EXTRACT:
>>>>

[Link to videos and exercises](https://www.khanacademy.org/math/statistics-probability/random-variables-stats-library)

In [1]:
# a cell to import modules and define helper functions
import math
import numpy
import scipy.stats as ss

def calculate_norm_cdf(lower, upper, mu, sigma):
    
    lower_bound = lower if isinstance(lower, int) else -math.inf
    upper_bound = upper if isinstance(upper, int) else math.inf
    
    cdf_lower = ss.norm.cdf(lower_bound, mu, sigma)
    cdf_upper = ss.norm.cdf(upper_bound, mu, sigma)
    interval = cdf_upper-cdf_lower
    
    print("Probability of %.2f < X < %.2f is %.2f" % (lower_bound, upper_bound, interval))
    
    return interval

def calculate_combinations(n, k):
    # calculating binomial coefficient
    return math.factorial(n) // (math.factorial(n-k) * math.factorial(k))

# 1. Discrete random variables

$\sigma_X = \sqrt{\sum{(x_i - \mu_X)^2 p_i}}$

where:

$\sigma_X$ is a standard deviation of a discrete random variable X

$x_i$ is each specific outcome

$\mu_X$ is the mean of X

$p_i$ is probability of each specifc outcome

![](img/random_variables_p1.png)

In [4]:
MU = 100
VALUES = [200, -99800]
PROBALITIES = [0.999, 0.001]

variance = 0
for value, probability in zip(VALUES, PROBALITIES):
    variance += (value - MU)**2 * probability
    
sigma = math.sqrt(variance)

<<<<

INFORMATION SUPPLIED:

>>>>

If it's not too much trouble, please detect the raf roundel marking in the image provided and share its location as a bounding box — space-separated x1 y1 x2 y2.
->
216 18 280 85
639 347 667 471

<<<<

EXERCISE DESCRIPTION:
Edit the notebook by writing it out again starting with "lower_bound = lower" and going on through "(math.factorial(n-k) * math.factorial(k))", with "interval" changed to "prob_interval". The listing has no connection to the notebook on random variables.

EXPECTED ANSWER:
lower_bound = lower if isinstance(lower, int) else -math.inf
    upper_bound = upper if isinstance(upper, int) else math.inf
    
    cdf_lower = ss.norm.cdf(lower_bound, mu, sigma)
    cdf_upper = ss.norm.cdf(upper_bound, mu, sigma)
    prob_interval = cdf_upper-cdf_lower
    
    print("Probability of %.2f < X < %.2f is %.2f" % (lower_bound, upper_bound, prob_interval))
    
    return prob_interval

def calculate_combinations(n, k):
    # calculating binomial coefficient
    return math.factorial(n) // (math.factorial(n-k) * math.factorial(k))